*The problem*. Scan the entries below line by line and state how many lines contain the string "brown", giving only the number.

*Material provided*.
------------------------------------------------

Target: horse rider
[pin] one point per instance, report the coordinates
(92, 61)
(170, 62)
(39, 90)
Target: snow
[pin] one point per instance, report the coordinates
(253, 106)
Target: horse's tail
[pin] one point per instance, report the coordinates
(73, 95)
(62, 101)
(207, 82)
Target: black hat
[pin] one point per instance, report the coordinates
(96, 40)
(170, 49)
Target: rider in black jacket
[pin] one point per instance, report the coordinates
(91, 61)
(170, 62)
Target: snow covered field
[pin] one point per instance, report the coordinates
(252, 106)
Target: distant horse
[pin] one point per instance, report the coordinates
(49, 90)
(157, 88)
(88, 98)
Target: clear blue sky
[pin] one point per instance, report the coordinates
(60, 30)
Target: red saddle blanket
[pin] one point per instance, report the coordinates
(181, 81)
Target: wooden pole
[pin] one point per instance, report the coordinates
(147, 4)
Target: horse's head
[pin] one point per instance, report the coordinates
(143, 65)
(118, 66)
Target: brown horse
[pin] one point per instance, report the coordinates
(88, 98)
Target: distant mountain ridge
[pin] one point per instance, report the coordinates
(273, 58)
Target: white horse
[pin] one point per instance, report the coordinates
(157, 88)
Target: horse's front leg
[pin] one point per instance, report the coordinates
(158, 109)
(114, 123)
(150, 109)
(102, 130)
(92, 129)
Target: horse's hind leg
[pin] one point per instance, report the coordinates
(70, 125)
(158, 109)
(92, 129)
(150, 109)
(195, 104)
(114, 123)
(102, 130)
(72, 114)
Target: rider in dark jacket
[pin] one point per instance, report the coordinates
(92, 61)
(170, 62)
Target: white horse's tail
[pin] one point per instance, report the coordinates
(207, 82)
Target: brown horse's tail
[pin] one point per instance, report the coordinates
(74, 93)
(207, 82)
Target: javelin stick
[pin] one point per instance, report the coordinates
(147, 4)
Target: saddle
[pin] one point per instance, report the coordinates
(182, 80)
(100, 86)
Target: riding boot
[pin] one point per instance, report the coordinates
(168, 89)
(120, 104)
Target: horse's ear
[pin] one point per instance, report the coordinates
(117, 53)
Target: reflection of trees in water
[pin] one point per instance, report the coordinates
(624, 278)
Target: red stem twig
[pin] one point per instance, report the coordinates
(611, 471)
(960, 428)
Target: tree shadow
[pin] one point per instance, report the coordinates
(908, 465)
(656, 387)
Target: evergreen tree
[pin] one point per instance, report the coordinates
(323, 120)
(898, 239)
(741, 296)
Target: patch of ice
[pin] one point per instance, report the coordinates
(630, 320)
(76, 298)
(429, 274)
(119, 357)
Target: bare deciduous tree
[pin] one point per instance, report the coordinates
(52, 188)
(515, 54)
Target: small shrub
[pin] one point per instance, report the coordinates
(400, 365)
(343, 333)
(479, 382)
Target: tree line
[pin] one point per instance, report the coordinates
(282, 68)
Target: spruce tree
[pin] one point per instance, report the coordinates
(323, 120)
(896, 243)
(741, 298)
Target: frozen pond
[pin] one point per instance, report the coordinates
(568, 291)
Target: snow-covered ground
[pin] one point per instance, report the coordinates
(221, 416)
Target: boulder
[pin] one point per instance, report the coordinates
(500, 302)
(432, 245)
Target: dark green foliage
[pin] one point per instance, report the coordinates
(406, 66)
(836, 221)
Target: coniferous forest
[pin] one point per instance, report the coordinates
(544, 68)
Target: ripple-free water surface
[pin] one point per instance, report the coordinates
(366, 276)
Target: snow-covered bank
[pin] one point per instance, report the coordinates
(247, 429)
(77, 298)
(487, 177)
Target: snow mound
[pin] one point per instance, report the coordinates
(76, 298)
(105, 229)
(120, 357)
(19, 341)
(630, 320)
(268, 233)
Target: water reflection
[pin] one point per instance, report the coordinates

------------------------------------------------

*Answer below*. 2